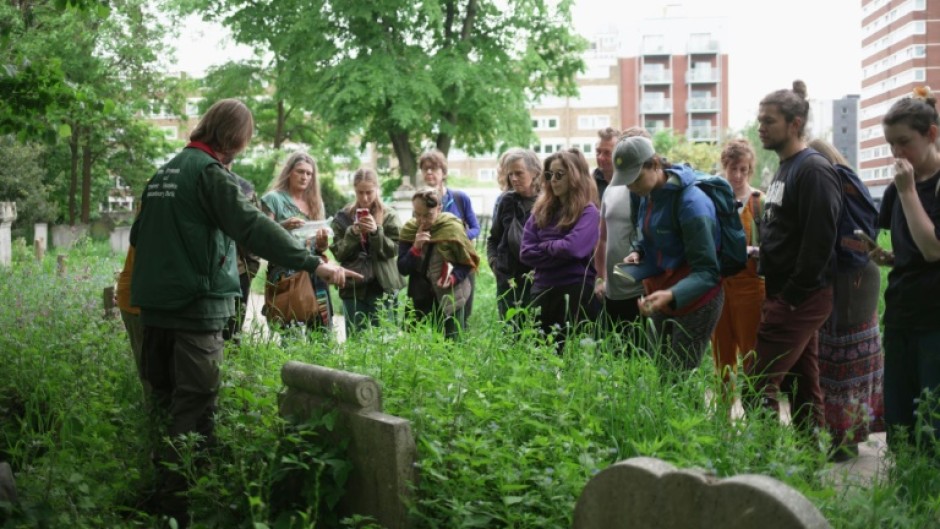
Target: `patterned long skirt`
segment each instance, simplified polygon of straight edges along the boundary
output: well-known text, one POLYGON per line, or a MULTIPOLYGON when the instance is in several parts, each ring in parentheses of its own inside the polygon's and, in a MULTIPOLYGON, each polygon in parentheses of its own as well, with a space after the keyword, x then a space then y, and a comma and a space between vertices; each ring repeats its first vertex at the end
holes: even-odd
POLYGON ((877 266, 840 274, 833 316, 819 329, 819 385, 833 444, 883 432, 884 352, 878 327, 877 266))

================================

**Goal of the exercise**
Reproduce the listing above exactly, without a single picture.

**Response to the exercise**
Target: `patterned long skirt`
segment each instance, simplified polygon of straight edges along the boundary
output: well-known text, one POLYGON per line, or a MULTIPOLYGON when the instance is in several parts, each ring in parentheses of its own inside the polygon's and, in a MULTIPOLYGON, each polygon in parentheses of its own as well, with a space after the keyword, x then a space then y, and a comma and a space between vertices; each ring repeats its first vertex at the end
holes: even-odd
POLYGON ((877 266, 840 274, 833 316, 819 329, 819 385, 833 444, 883 432, 884 352, 878 327, 877 266))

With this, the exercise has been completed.